> **Goal of the exercise**: Copy the sermon on the book of Ruth word for word from "In chapter 2" up to and including "might work out.".

> **Page**:
****************************************

Ruth: the Best Is Yet to Come
As we come to the end of our series on the book of Ruth, the main question we should ask is, What is the lesson of this book? What one main thing does the author want us to take away from reading this story?
The Lesson of the Book of Ruth
Here's what I would suggest as the main lesson: The life of the godly is not a straight line to glory, but they do get there. The life of the godly is not an Interstate through Nebraska, but a state road through the Blue Ridge Mountains of Tennessee. There are rock slides and precipices and dark mists and bears and slippery curves and hairpin turns that make you go backwards in order to go forwards. But all along this hazardous, twisted road that doesn't let you see very far ahead there are frequent signs that say, "The best is yet to come." And at the bottom right corner written with an unmistakable hand are the words, "As I live, says the Lord!"
The book of Ruth is one of those signs for you to read. It was written and it has been preached to give you some midsummer encouragement and hope that all the perplexing turns in your life lately are not dead-end streets. In all the setbacks of your life as a believer God is plotting for your joy.
Setbacks, Hope, and Strategies of Righteousness
The story of Ruth is a series of setbacks. In chapter 1 Naomi and her husband and two sons were forced to leave their homeland in Judah on account of famine. Then Naomi's husband dies. Her sons marry Moabite women and for ten years the women prove to be barren. And then her sons die leaving two widows in the house of Naomi. Even though Ruth cleaves to Naomi, chapter 1 ends with Naomi's bitter complaint: "I went away full and the Lord has brought me back empty . . . The Almighty has dealt very bitterly with me."
In chapter 2 Naomi is filled with new hope because Boaz appears on the scene as a possible husband for Ruth. But he doesn't propose to Ruth. He doesn't make any moves. At least that's the way it seems at first. So the chapter closes brimming with excited hope, but also with great suspense and uncertainty about how all this might work out.
In chapter 3 Naomi and Ruth make a risky move in the middle of the night. Ruth goes to Boaz on the threshing floor and says in effect, "I want you to spread your wing over me as my husband." But right when the tragedy of Ruth's widowhood seems to be resolved into a beautiful love story, a big Blue Ridge boulder rolls out onto the state road of Ruth's life. There is another man who according to Hebrew custom has prior claim to marry Ruth. The impeccably honest Boaz will not proceed without giving this man his lawful opportunity. So chapter 3 ends again in the suspense of another setback.
1And Boaz went up to the gate and sat down there; and behold, the next of kin, of whom Boaz had spoken, came by. So Boaz said, "Turn aside, friend; sit down here"; and he turned aside and sat down. 2And he took ten men of the elders of the city, and said, "Sit down here"; so they sat down. 3Then he said to the next of kin, "Naomi, who has come back from the country of Moab, is selling the parcel of land which belonged to our kinsman Elimelech. 4So I thought I would tell you of it, and say, Buy it in the presence of those sitting here, and in the presence of the elders of my people. If you will redeem it, redeem it; but if you will not, tell me, that I may know, for there is no one besides you to redeem it, and I come after you." And he said, "I will redeem it." 5Then Boaz said, "The day you buy the field from the hand of Naomi, you are also buying Ruth, the Moabitess, the widow of the dead, in order to restore the name of the dead to his inheritance." 6Then the next of kin said, "I cannot redeem it for myself, lest I impair my own inheritance. Take my right of redemption yourself, for I cannot redeem it."

****************************************

> **Data shown**:
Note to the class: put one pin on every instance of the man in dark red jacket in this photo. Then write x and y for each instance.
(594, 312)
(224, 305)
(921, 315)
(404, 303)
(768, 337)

****************************************

> **Exercise solution**:
In chapter 2 Naomi is filled with new hope because Boaz appears on the scene as a possible husband for Ruth. But he doesn't propose to Ruth. He doesn't make any moves. At least that's the way it seems at first. So the chapter closes brimming with excited hope, but also with great suspense and uncertainty about how all this might work out.